───── SUPPLIED RECORDS ─────

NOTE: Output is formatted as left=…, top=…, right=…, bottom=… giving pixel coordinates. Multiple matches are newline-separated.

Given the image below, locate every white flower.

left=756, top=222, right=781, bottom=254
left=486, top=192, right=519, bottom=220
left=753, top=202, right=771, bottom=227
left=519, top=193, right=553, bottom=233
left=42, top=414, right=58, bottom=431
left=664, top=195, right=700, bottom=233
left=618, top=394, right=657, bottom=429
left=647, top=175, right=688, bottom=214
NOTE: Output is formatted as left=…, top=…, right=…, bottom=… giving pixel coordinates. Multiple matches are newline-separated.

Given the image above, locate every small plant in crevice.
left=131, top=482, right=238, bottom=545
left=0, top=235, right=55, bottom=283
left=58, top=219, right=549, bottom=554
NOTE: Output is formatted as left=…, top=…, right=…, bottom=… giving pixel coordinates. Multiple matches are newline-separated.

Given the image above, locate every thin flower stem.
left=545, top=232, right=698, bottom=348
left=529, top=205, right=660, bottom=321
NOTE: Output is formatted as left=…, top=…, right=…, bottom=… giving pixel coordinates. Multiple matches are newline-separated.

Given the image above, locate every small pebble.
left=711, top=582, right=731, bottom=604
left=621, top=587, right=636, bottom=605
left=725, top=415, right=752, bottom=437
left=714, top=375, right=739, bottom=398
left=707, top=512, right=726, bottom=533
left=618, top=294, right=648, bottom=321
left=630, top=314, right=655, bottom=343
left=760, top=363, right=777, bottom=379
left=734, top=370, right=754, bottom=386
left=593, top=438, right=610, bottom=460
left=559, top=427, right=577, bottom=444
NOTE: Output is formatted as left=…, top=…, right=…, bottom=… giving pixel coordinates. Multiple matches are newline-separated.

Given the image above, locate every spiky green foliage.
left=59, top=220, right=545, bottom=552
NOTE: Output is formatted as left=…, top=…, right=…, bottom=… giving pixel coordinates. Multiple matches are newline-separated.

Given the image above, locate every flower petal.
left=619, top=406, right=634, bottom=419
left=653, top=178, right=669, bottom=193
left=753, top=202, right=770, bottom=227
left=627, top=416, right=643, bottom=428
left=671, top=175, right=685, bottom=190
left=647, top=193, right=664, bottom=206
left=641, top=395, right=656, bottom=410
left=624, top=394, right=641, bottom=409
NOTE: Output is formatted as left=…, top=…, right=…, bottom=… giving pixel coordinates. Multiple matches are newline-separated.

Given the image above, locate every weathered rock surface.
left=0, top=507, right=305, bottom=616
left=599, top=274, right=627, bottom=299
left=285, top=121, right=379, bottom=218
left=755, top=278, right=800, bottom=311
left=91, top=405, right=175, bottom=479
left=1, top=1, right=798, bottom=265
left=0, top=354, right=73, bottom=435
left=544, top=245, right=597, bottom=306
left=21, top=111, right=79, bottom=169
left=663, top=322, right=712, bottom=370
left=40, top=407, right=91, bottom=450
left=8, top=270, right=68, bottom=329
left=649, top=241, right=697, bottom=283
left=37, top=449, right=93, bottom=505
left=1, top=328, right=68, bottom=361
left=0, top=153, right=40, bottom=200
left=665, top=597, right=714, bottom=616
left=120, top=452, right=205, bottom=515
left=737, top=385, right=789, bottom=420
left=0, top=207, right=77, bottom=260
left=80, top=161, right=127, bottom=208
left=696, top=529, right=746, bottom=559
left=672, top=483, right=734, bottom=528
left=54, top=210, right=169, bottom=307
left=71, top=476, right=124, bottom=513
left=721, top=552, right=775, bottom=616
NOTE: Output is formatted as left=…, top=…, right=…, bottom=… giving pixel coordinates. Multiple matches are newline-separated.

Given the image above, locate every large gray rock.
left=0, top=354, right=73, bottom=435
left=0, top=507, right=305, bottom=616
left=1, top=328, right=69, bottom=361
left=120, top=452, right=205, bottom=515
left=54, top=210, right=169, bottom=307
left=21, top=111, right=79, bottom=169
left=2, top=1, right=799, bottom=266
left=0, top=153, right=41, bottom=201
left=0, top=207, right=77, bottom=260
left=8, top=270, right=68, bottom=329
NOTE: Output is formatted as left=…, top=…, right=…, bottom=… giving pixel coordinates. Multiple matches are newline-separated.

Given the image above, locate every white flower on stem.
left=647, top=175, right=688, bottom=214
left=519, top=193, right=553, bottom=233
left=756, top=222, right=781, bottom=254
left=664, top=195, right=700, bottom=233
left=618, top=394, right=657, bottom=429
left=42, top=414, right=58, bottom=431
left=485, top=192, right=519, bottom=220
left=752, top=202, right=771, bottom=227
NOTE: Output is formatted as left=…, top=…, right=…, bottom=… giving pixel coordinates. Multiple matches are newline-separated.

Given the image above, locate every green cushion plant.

─────

[ABOUT THIS EXERCISE] Give the data again, unchanged in every line.

[YOUR SOLUTION]
NOTE: Output is formatted as left=…, top=…, right=…, bottom=… giving pixel coordinates. Multiple matches are newline-separated.

Given the image below, locate every white flower.

left=756, top=222, right=781, bottom=254
left=486, top=192, right=519, bottom=220
left=753, top=202, right=771, bottom=227
left=519, top=193, right=553, bottom=233
left=42, top=414, right=58, bottom=431
left=664, top=195, right=700, bottom=233
left=618, top=394, right=657, bottom=429
left=647, top=175, right=688, bottom=214
NOTE: Output is formatted as left=…, top=…, right=…, bottom=… giving pixel coordinates. Multiple matches are newline-separated.

Given the image above, locate every small plant in crevice.
left=131, top=482, right=238, bottom=545
left=0, top=235, right=55, bottom=283
left=58, top=219, right=549, bottom=554
NOTE: Output is formatted as left=…, top=…, right=…, bottom=… giving pixel coordinates. Multiple matches are newline-separated.

Given the image above, locate every thin flower stem.
left=545, top=232, right=698, bottom=348
left=529, top=205, right=660, bottom=321
NOTE: Output is formatted as left=…, top=…, right=…, bottom=… giving pixel coordinates. Multiple matches are newline-separated.

Given the image above, locate every small pebble.
left=711, top=582, right=731, bottom=604
left=621, top=587, right=636, bottom=605
left=725, top=415, right=752, bottom=437
left=714, top=375, right=739, bottom=398
left=707, top=512, right=726, bottom=533
left=618, top=294, right=648, bottom=321
left=630, top=314, right=655, bottom=343
left=760, top=363, right=777, bottom=379
left=734, top=370, right=754, bottom=386
left=593, top=438, right=610, bottom=460
left=559, top=427, right=577, bottom=444
NOTE: Output is formatted as left=…, top=…, right=…, bottom=… giving pixel coordinates. Multiple matches are newline-separated.

Given the image above, locate every spiky green foliage.
left=59, top=220, right=545, bottom=552
NOTE: Output is formatted as left=…, top=…, right=…, bottom=… giving pixel coordinates. Multiple matches are newline-separated.

Given the image above, locate every flower petal.
left=619, top=406, right=634, bottom=419
left=653, top=178, right=669, bottom=193
left=753, top=202, right=770, bottom=227
left=627, top=416, right=643, bottom=428
left=671, top=175, right=685, bottom=190
left=647, top=193, right=664, bottom=206
left=641, top=395, right=656, bottom=410
left=624, top=394, right=641, bottom=409
NOTE: Output is formatted as left=…, top=…, right=…, bottom=… giving pixel coordinates. Multiple matches are newline-separated.

Given the image above, locate every weathered rock surface.
left=0, top=507, right=305, bottom=616
left=599, top=274, right=627, bottom=299
left=285, top=121, right=379, bottom=218
left=755, top=278, right=800, bottom=311
left=91, top=405, right=175, bottom=479
left=1, top=1, right=798, bottom=265
left=0, top=354, right=73, bottom=435
left=544, top=245, right=597, bottom=306
left=21, top=111, right=79, bottom=169
left=663, top=322, right=712, bottom=370
left=40, top=407, right=91, bottom=450
left=8, top=270, right=68, bottom=329
left=649, top=241, right=697, bottom=283
left=37, top=449, right=93, bottom=505
left=1, top=328, right=68, bottom=361
left=0, top=153, right=40, bottom=200
left=665, top=597, right=714, bottom=616
left=120, top=452, right=205, bottom=515
left=737, top=385, right=789, bottom=420
left=0, top=207, right=77, bottom=260
left=80, top=161, right=127, bottom=208
left=696, top=529, right=746, bottom=559
left=672, top=483, right=734, bottom=528
left=54, top=210, right=169, bottom=307
left=71, top=476, right=124, bottom=513
left=721, top=552, right=775, bottom=616
NOTE: Output is formatted as left=…, top=…, right=…, bottom=… giving pixel coordinates. Multiple matches are newline-separated.

Given the image above, locate every large gray rock.
left=0, top=354, right=73, bottom=435
left=0, top=507, right=305, bottom=616
left=1, top=328, right=69, bottom=361
left=120, top=452, right=205, bottom=515
left=54, top=210, right=169, bottom=307
left=21, top=111, right=79, bottom=169
left=2, top=1, right=799, bottom=266
left=0, top=153, right=41, bottom=201
left=0, top=207, right=77, bottom=260
left=8, top=270, right=68, bottom=329
NOTE: Output is formatted as left=…, top=…, right=…, bottom=… giving pixel coordinates. Multiple matches are newline-separated.

Given the image above, locate every white flower on stem.
left=647, top=175, right=688, bottom=214
left=519, top=193, right=553, bottom=233
left=756, top=222, right=781, bottom=254
left=664, top=195, right=700, bottom=233
left=618, top=394, right=657, bottom=429
left=42, top=414, right=58, bottom=431
left=485, top=192, right=519, bottom=220
left=752, top=202, right=771, bottom=227
NOTE: Output is formatted as left=…, top=…, right=…, bottom=… giving pixel coordinates. Multiple matches are newline-separated.

Given the image above, locate every green cushion plant.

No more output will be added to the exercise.